## Exercise aim
Copy every line of the listing below without alteration, omitting the pictures.

## Source material

- - -

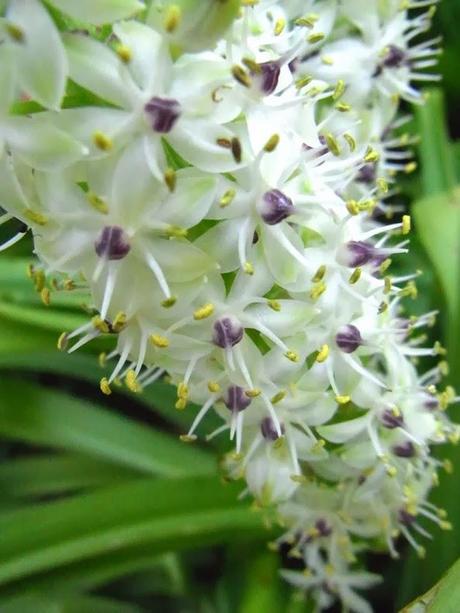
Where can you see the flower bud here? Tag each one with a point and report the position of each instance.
(235, 399)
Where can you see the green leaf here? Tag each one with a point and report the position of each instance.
(57, 474)
(438, 224)
(436, 157)
(43, 416)
(67, 604)
(162, 513)
(444, 597)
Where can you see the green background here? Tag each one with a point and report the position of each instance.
(103, 509)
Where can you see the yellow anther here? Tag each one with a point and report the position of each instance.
(319, 274)
(100, 325)
(371, 155)
(355, 276)
(124, 53)
(214, 387)
(62, 341)
(170, 178)
(303, 81)
(172, 18)
(45, 296)
(332, 144)
(316, 37)
(317, 290)
(181, 404)
(169, 302)
(105, 387)
(272, 143)
(132, 383)
(280, 24)
(159, 341)
(323, 354)
(410, 167)
(351, 142)
(339, 89)
(406, 224)
(240, 75)
(204, 312)
(353, 207)
(182, 391)
(119, 322)
(382, 185)
(15, 32)
(227, 198)
(278, 397)
(343, 107)
(236, 149)
(187, 438)
(102, 141)
(35, 217)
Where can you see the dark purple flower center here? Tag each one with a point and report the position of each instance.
(227, 332)
(395, 57)
(270, 74)
(268, 429)
(391, 420)
(323, 527)
(366, 174)
(359, 253)
(235, 399)
(348, 338)
(404, 450)
(112, 243)
(163, 113)
(276, 206)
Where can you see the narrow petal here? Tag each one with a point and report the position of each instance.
(100, 11)
(41, 59)
(100, 70)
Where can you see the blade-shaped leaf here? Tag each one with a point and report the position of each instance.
(34, 414)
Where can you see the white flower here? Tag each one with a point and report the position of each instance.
(216, 195)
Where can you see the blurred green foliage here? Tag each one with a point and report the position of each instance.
(103, 509)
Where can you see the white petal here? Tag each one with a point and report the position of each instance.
(99, 12)
(41, 59)
(190, 201)
(196, 141)
(345, 431)
(150, 64)
(40, 144)
(98, 69)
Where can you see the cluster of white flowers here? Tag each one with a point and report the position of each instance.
(218, 172)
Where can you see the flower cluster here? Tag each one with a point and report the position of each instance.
(220, 173)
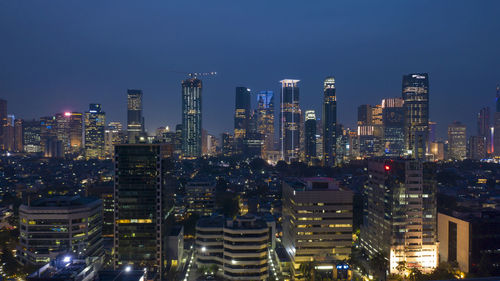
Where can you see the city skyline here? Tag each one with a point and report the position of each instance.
(460, 64)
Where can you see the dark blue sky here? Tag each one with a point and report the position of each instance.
(63, 54)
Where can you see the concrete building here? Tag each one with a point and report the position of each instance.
(59, 225)
(317, 221)
(239, 246)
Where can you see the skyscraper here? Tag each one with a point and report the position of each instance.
(496, 124)
(139, 206)
(394, 126)
(265, 119)
(400, 214)
(290, 120)
(95, 125)
(329, 122)
(3, 123)
(310, 135)
(135, 120)
(416, 101)
(241, 116)
(191, 118)
(457, 141)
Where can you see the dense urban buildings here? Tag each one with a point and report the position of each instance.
(416, 102)
(400, 214)
(60, 226)
(317, 221)
(191, 118)
(290, 120)
(329, 122)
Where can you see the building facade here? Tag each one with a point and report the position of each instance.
(191, 118)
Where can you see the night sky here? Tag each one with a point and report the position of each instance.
(61, 55)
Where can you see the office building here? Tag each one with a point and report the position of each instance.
(416, 103)
(317, 221)
(329, 122)
(310, 135)
(477, 148)
(239, 246)
(290, 120)
(95, 125)
(400, 214)
(200, 197)
(265, 120)
(241, 116)
(457, 141)
(32, 136)
(139, 206)
(394, 127)
(59, 225)
(3, 123)
(191, 118)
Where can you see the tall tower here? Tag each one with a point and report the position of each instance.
(135, 120)
(416, 100)
(265, 119)
(496, 124)
(191, 118)
(290, 120)
(329, 122)
(95, 125)
(139, 206)
(310, 135)
(241, 116)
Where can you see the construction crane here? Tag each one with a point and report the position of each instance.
(196, 74)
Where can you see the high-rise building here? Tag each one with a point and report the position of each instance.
(317, 221)
(60, 225)
(32, 136)
(135, 119)
(289, 120)
(69, 130)
(416, 102)
(265, 122)
(310, 135)
(329, 122)
(239, 246)
(3, 122)
(95, 125)
(477, 147)
(241, 116)
(400, 214)
(139, 206)
(394, 127)
(457, 141)
(191, 118)
(496, 126)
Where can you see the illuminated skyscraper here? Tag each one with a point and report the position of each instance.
(191, 118)
(290, 120)
(241, 116)
(135, 120)
(140, 204)
(95, 125)
(400, 214)
(310, 135)
(496, 124)
(3, 123)
(457, 141)
(265, 121)
(416, 101)
(394, 126)
(329, 122)
(32, 136)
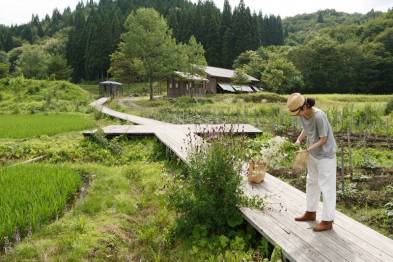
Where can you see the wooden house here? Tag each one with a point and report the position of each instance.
(110, 89)
(185, 84)
(220, 81)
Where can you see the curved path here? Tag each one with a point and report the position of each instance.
(349, 241)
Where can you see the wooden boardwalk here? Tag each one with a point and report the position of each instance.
(348, 241)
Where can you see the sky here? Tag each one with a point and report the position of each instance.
(20, 11)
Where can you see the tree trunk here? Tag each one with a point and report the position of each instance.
(151, 88)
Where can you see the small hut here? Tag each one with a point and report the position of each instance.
(110, 88)
(186, 84)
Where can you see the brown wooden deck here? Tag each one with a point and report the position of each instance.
(348, 241)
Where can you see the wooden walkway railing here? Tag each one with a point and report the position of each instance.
(348, 241)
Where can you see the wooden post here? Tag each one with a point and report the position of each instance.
(342, 168)
(350, 151)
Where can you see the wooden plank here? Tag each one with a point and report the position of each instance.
(367, 234)
(360, 250)
(222, 128)
(327, 243)
(293, 246)
(137, 130)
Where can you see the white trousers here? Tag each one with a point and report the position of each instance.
(321, 177)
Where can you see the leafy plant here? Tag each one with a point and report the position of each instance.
(208, 192)
(389, 107)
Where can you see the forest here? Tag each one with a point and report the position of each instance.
(323, 52)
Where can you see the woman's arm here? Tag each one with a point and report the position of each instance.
(300, 137)
(320, 142)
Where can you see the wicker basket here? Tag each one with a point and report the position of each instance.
(300, 162)
(256, 171)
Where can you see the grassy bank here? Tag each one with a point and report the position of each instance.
(24, 126)
(32, 195)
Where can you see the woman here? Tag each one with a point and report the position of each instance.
(321, 163)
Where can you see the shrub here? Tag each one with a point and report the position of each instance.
(209, 192)
(184, 101)
(389, 107)
(268, 97)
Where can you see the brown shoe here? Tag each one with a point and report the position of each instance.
(308, 216)
(323, 226)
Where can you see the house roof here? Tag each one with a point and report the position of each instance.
(189, 76)
(224, 73)
(111, 83)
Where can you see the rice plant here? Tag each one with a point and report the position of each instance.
(24, 126)
(32, 195)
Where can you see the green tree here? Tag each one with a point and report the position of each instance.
(58, 68)
(226, 34)
(240, 77)
(149, 44)
(252, 63)
(32, 62)
(4, 68)
(281, 75)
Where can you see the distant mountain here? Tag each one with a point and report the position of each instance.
(301, 27)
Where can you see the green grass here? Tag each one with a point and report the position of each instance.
(20, 96)
(24, 126)
(132, 89)
(32, 195)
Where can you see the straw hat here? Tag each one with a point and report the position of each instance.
(294, 103)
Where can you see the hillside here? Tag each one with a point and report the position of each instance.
(303, 26)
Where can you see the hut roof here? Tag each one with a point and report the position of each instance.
(188, 76)
(224, 73)
(111, 83)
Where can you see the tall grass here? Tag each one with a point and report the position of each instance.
(31, 195)
(23, 126)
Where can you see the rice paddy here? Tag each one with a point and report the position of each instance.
(25, 126)
(32, 195)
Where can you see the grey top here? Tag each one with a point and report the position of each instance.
(318, 126)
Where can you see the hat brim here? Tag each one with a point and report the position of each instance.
(294, 113)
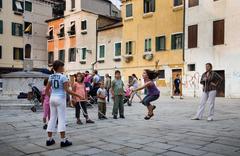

- - -

## The response
Where can you see the flower bud here? Tag each one with a point and report the position of each instance.
(235, 399)
Where can you see the green leaf here? Tag each one with a point and report the position of each instance.
(57, 474)
(438, 224)
(436, 157)
(43, 416)
(67, 604)
(162, 513)
(444, 597)
Where can you see the green background here? Tag each one with a point and report the position of each instance.
(103, 509)
Where can you see the yellow anther here? Tag each one with a point and report the position of each instance.
(319, 274)
(100, 325)
(371, 155)
(355, 276)
(124, 53)
(214, 387)
(62, 341)
(170, 178)
(303, 81)
(172, 18)
(45, 296)
(332, 144)
(316, 37)
(317, 290)
(181, 404)
(169, 302)
(105, 387)
(272, 143)
(132, 383)
(280, 24)
(159, 341)
(323, 354)
(410, 167)
(351, 142)
(339, 89)
(406, 224)
(240, 75)
(204, 312)
(353, 207)
(182, 391)
(119, 322)
(382, 185)
(15, 32)
(227, 198)
(278, 397)
(343, 107)
(236, 149)
(187, 438)
(102, 141)
(35, 217)
Where can you see the dark purple flower center here? Tag each one with a point and report the position of each instance.
(227, 332)
(395, 57)
(270, 74)
(268, 429)
(391, 420)
(323, 527)
(366, 174)
(359, 253)
(235, 399)
(348, 338)
(404, 450)
(112, 243)
(163, 113)
(276, 206)
Where can you see the narrow petal here? Tag each one with a point and report the position of each instance.
(100, 11)
(41, 59)
(100, 70)
Where can you see the blade-shaped leaf here? Tag each one with a point and report the position of each instance.
(34, 414)
Where can you see the white flower here? Tag each one with a point and report the position of each instance.
(216, 195)
Where can you see the blurred green foliage here? Tag each one with a point and report the position of each instance.
(103, 509)
Where can you see the white petal here? Tag each one with a point and report the position of each instance.
(99, 12)
(41, 59)
(190, 201)
(196, 141)
(345, 431)
(150, 64)
(40, 144)
(98, 69)
Where can you see the cluster of white flowers here? Tag each one with a point and report the position of each instance.
(218, 172)
Where can you see the flower cluster here? Tag each one with a point and report the position of each instance.
(220, 173)
Where can you see the city skyline here? Tag each one with a point and report the position of each instance.
(460, 64)
Where can you see the dark blue sky here? Tag each one with a point and report the position of each instance.
(63, 54)
Where can you see the concrete building here? Tag each one with a point and report the position of each instance.
(59, 225)
(317, 221)
(239, 246)
Where can you see the skyscraper here? Tag each one with a point and report the position of each instance.
(496, 124)
(139, 206)
(394, 126)
(265, 119)
(400, 214)
(290, 120)
(95, 125)
(329, 122)
(3, 123)
(310, 135)
(135, 120)
(416, 101)
(241, 116)
(191, 118)
(457, 141)
Where can you see the dense urban buildings here? Tag each one with a point and report the position of each instance.
(416, 102)
(400, 214)
(60, 226)
(317, 221)
(191, 118)
(290, 120)
(329, 122)
Where can you see the building facade here? Tag each one with a point and report the position of each instance.
(191, 118)
Where can you see the night sky here? Tag each one with a point and report the position of each instance.
(61, 55)
Where can you see the office building here? Tag each one with a point and report the position of each instance.
(416, 103)
(317, 221)
(329, 122)
(310, 135)
(477, 148)
(239, 246)
(290, 120)
(95, 125)
(400, 214)
(200, 197)
(265, 120)
(241, 116)
(457, 141)
(32, 136)
(139, 206)
(394, 127)
(59, 225)
(3, 123)
(191, 118)
Where can you see the tall tower here? Tag each one with a point and report the position of each instance.
(135, 120)
(416, 100)
(265, 119)
(496, 124)
(191, 118)
(290, 120)
(329, 122)
(95, 125)
(139, 206)
(310, 135)
(241, 116)
Where can you see the construction crane here? Tag each one with a point and report the position of each instance.
(196, 74)
Where can you see the high-rise building here? Tag each one with a point and report the position of each instance.
(317, 221)
(60, 225)
(32, 136)
(135, 119)
(289, 120)
(69, 130)
(416, 102)
(265, 122)
(310, 135)
(329, 122)
(239, 246)
(3, 122)
(95, 125)
(477, 147)
(241, 116)
(400, 214)
(139, 206)
(394, 127)
(457, 141)
(191, 118)
(496, 126)
Where can you see the illuminated skyscraper here? Tag each one with a point and report the position of each instance.
(191, 118)
(290, 120)
(241, 116)
(135, 120)
(140, 204)
(95, 125)
(400, 214)
(310, 135)
(496, 124)
(3, 123)
(457, 141)
(265, 121)
(416, 101)
(394, 126)
(329, 122)
(32, 136)
Where can you see the wooden house here? Tag each one with a point and report the position of each instance.
(110, 89)
(185, 84)
(220, 81)
Where can you see the curved path here? Tag each one with a point and report the position of each instance.
(349, 241)
Where can you see the wooden boardwalk here? Tag each one with a point and report the position of each instance.
(348, 241)
Where can you see the sky here? Tag each one with a point and report the position of each instance.
(20, 11)
Where can you see the tree trunk here? Tag each one with a point and report the position of each instance.
(151, 88)
Where can you see the small hut here? Tag each one with a point and report the position of each instance.
(110, 88)
(186, 84)
Where can you see the brown wooden deck here? Tag each one with a point and report the position of each instance.
(348, 241)
Where can you see the wooden walkway railing here? Tag each one with a point and report the position of each instance.
(348, 241)
Where can you see the wooden post here? Tag each one with a point and report the position of each instance.
(342, 168)
(350, 151)
Where can you see the wooden plank here? Tag each one with a point and report the position of each instance.
(367, 234)
(360, 250)
(222, 128)
(327, 243)
(293, 246)
(137, 130)
Where can you see the white trousers here? Tag each one with a point and report the position of each instance.
(321, 177)
Where can you see the leafy plant here? Tag each one with a point and report the position of each instance.
(208, 192)
(389, 107)
Where can you see the forest here? Tag each one with a point and report the position of each instance.
(323, 52)
Where can you see the woman's arm here? Tag each one with a point and report the position of each instance.
(300, 137)
(320, 142)
Where can you see the wicker basket here? Tag each one with a point and report the position of each instance.
(300, 162)
(256, 171)
Where can you see the grassy bank here? Tag each one with a point and report the position of each instance.
(24, 126)
(32, 195)
Where can you see the woman here? Tag each one with a point and report the position of each instance.
(321, 163)
Where can you see the shrub here? Tag each one with a point and report the position of each instance.
(209, 192)
(184, 101)
(389, 107)
(268, 97)
Where can you see the brown shoe here? Tag each one with a point and report the position of each instance.
(308, 216)
(323, 226)
Where can you see the house roof here? Tag each one with a point and report the position of each instance.
(189, 76)
(224, 73)
(111, 83)
Where can you see the rice plant here? Tag each one with a point and report the position of each instance.
(24, 126)
(32, 195)
Where can you see the green tree here? Tag each one with a point and report the position of each instance.
(58, 68)
(226, 34)
(240, 77)
(149, 44)
(252, 63)
(32, 62)
(4, 68)
(281, 75)
Where can you see the distant mountain here? Tag each one with a point and report the position of each instance.
(301, 27)
Where can you see the green grass here? Tag each one with a point and report the position of each instance.
(20, 96)
(24, 126)
(132, 89)
(32, 195)
Where can you see the straw hat here? Tag each one with a point and report the position of each instance.
(294, 103)
Where can you see the hillside here? Tag each one with a point and report the position of each instance.
(303, 26)
Where can you see the hut roof here? Tag each one with a point and report the position of each instance.
(188, 76)
(224, 73)
(111, 83)
Where can you see the tall grass here? Tag each one with a point and report the position of each instance.
(31, 195)
(23, 126)
Where can you see the rice paddy here? Tag each one with a point and report the position of each instance.
(25, 126)
(32, 195)
Where can you see the grey top here? Tag each one with a point and report the position of each instance.
(318, 126)
Where can you see the hat brim here? Tag each one with a point and report the position of each instance.
(294, 113)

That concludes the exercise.